● Work instructions
Below are records; transcribe only the line with "For the evaluation set, indicate each instance of the wooden" and those after it, through the last line, without any change.

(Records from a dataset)
────────
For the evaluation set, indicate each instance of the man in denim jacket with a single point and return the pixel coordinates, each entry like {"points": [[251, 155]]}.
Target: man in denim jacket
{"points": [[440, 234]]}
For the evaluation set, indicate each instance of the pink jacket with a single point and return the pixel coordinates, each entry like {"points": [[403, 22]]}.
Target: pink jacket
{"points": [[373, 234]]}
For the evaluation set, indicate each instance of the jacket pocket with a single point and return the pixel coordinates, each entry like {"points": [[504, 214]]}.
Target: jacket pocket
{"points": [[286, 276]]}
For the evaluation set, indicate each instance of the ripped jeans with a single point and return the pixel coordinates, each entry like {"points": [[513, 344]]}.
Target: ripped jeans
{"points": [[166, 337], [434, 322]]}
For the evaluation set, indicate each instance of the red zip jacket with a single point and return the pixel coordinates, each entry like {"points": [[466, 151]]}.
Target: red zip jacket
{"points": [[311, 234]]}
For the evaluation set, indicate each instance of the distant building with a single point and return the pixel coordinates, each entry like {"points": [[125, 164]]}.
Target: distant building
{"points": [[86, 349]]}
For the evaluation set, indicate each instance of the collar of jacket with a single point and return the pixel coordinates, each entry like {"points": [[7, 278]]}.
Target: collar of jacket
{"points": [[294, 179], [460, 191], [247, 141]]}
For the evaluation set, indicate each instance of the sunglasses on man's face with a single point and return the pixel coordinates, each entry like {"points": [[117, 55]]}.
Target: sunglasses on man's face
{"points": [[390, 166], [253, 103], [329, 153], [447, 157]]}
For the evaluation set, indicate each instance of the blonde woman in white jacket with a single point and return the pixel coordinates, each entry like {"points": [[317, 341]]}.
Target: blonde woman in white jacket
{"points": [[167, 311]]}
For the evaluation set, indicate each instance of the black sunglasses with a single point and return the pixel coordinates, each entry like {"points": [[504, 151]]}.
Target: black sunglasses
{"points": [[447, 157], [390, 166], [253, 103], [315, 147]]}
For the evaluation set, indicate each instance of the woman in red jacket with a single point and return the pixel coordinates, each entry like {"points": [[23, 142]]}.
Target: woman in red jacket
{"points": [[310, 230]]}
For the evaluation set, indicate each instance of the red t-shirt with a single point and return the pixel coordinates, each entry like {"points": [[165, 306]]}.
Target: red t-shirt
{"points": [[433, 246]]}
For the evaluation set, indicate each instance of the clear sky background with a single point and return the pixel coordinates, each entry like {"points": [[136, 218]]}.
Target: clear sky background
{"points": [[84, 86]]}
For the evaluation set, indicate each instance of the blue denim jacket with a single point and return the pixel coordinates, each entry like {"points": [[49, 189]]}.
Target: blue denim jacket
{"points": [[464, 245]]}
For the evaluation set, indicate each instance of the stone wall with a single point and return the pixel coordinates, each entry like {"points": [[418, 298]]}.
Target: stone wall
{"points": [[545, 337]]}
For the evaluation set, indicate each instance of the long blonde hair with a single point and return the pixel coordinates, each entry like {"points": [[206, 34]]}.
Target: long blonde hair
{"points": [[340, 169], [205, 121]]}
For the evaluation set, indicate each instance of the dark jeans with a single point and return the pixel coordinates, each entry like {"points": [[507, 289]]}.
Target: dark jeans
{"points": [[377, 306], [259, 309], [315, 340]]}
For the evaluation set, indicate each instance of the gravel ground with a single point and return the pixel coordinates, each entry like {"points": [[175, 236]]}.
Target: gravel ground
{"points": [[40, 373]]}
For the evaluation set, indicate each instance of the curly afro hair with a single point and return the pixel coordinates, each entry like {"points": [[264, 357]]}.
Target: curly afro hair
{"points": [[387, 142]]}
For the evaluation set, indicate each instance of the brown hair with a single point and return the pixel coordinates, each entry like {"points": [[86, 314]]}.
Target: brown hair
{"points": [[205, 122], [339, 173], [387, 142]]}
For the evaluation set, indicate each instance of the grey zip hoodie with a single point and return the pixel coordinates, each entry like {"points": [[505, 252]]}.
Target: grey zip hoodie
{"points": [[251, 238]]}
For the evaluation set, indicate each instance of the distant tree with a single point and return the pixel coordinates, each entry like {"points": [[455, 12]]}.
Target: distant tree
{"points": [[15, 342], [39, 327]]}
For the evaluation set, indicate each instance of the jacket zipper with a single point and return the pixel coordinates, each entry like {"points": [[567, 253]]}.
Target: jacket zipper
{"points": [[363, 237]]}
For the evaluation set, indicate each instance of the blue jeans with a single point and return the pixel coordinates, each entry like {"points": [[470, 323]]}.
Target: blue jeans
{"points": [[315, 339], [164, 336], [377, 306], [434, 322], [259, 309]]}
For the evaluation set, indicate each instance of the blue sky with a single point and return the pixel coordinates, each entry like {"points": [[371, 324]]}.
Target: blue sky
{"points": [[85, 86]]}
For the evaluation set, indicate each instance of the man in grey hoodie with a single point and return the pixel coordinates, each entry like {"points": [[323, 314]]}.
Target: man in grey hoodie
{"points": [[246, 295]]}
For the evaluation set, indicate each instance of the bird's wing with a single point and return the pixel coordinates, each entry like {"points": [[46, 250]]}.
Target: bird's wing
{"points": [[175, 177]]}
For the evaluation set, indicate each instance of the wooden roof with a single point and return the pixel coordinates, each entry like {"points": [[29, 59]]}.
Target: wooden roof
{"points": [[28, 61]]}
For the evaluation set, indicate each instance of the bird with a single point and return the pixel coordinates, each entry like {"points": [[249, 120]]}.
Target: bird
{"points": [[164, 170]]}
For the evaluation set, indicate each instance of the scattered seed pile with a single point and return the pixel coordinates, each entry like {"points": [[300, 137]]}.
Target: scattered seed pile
────────
● The output
For the evaluation set, indicate each instance of the wooden roof with a single point and return the pixel coordinates, each entry like {"points": [[29, 59]]}.
Target: wooden roof
{"points": [[28, 61]]}
For the evaluation set, indicate each instance of the bird with a single point and return the pixel coordinates, each entry like {"points": [[249, 120]]}.
Target: bird
{"points": [[164, 170]]}
For the evaluation set, indicate each instance of the scattered seed pile with a single point and return the pixel coordinates, each entry like {"points": [[300, 137]]}.
Target: scattered seed pile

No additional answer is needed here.